Document excerpt —
================
If Florence’s Sant’Ambrogio neighborhood were a house, Cibrèo Caffè would be the living room. One of few places in the city that will welcome you at all hours of the day (or at least 9 AM to midnight), every day of the week, Cibrèo Caffè is in the heart of the area, between the Mercato di Sant’Ambrogio and Cibrèo’s three other restaurants on Via dei Macci and Via Andrea del Verrocchio.
It’s no coincidence that this feels like one of the most purely Florentine nooks of the city center. When Fabio Picchi opened the original Cibrèo Ristorante in 1979, Sant’Ambrogio was a “forgotten” area of the city, his son Giulio says. Fabio, whose absence has been deeply felt in the city since he died in early 2022, was one of the first entrepreneurs to implement his ideas in the neighborhood. It worked—four decades later, Sant’Ambrogio is probably the most thriving example of how Florence’s tourism and local customs can coexist, and Cibrèo is still renowned for being both forward-thinking and rooted in tradition.
================
Stored dataset items
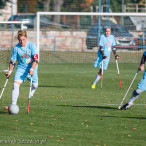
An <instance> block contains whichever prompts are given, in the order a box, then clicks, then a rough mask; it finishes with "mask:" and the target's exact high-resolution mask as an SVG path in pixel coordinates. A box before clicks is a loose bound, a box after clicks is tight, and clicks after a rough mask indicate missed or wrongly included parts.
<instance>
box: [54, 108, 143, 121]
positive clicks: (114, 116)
mask: <svg viewBox="0 0 146 146" xmlns="http://www.w3.org/2000/svg"><path fill="white" fill-rule="evenodd" d="M56 106H68V107H76V108H97V109H116V110H118V111H121V110H119V109H117V108H116V107H109V106H82V105H56ZM121 112H123V111H121ZM98 117H102V118H121V119H123V118H126V119H139V120H145V119H146V118H145V117H129V116H126V117H124V116H104V115H103V116H101V115H98Z"/></svg>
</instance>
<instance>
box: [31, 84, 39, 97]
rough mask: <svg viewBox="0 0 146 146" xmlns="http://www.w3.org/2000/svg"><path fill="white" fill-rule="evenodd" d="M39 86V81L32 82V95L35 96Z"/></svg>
mask: <svg viewBox="0 0 146 146" xmlns="http://www.w3.org/2000/svg"><path fill="white" fill-rule="evenodd" d="M37 87H38V83H32V88H31V93H30V97H32V96H33V94H34V92H35V91H36V89H37Z"/></svg>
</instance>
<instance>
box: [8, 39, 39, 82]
mask: <svg viewBox="0 0 146 146" xmlns="http://www.w3.org/2000/svg"><path fill="white" fill-rule="evenodd" d="M35 54H38V52H37V49H36V47H35V45H34V44H33V43H31V42H29V41H27V44H26V45H25V47H22V46H21V45H20V44H19V43H18V44H17V45H16V46H15V47H14V48H13V50H12V53H11V58H10V60H12V61H16V60H17V61H18V64H17V70H16V73H15V76H14V80H15V81H16V80H22V81H24V80H25V78H26V77H27V78H28V79H30V74H28V71H29V70H30V68H31V67H32V60H33V55H35ZM37 69H38V65H37V66H36V67H35V69H34V74H33V82H35V83H38V76H37Z"/></svg>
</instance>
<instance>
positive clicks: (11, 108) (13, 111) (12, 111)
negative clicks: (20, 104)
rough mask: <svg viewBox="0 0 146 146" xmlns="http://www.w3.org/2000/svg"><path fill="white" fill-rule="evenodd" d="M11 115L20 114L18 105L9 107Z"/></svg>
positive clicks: (14, 104)
mask: <svg viewBox="0 0 146 146" xmlns="http://www.w3.org/2000/svg"><path fill="white" fill-rule="evenodd" d="M8 112H9V114H14V115H16V114H18V113H19V107H18V105H16V104H10V105H9V107H8Z"/></svg>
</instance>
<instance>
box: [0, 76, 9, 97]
mask: <svg viewBox="0 0 146 146" xmlns="http://www.w3.org/2000/svg"><path fill="white" fill-rule="evenodd" d="M8 80H9V77H7V79H6V82H5V84H4V87H3V90H2V92H1V94H0V99H1V98H2V95H3V93H4V90H5V88H6V85H7V83H8Z"/></svg>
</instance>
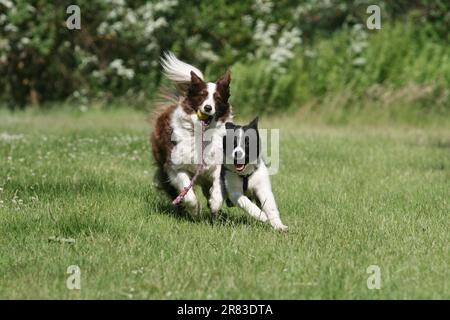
================
Check your understanding —
1. From the passage on Cibrèo Caffè, print the text starting at "It’s no coincidence" and ending at "rooted in tradition.".
2. According to the passage on Cibrèo Caffè, in what year did Fabio Picchi open the original Cibrèo Ristorante?

Solutions —
1.
It’s no coincidence that this feels like one of the most purely Florentine nooks of the city center. When Fabio Picchi opened the original Cibrèo Ristorante in 1979, Sant’Ambrogio was a “forgotten” area of the city, his son Giulio says. Fabio, whose absence has been deeply felt in the city since he died in early 2022, was one of the first entrepreneurs to implement his ideas in the neighborhood. It worked—four decades later, Sant’Ambrogio is probably the most thriving example of how Florence’s tourism and local customs can coexist, and Cibrèo is still renowned for being both forward-thinking and rooted in tradition.

2. 1979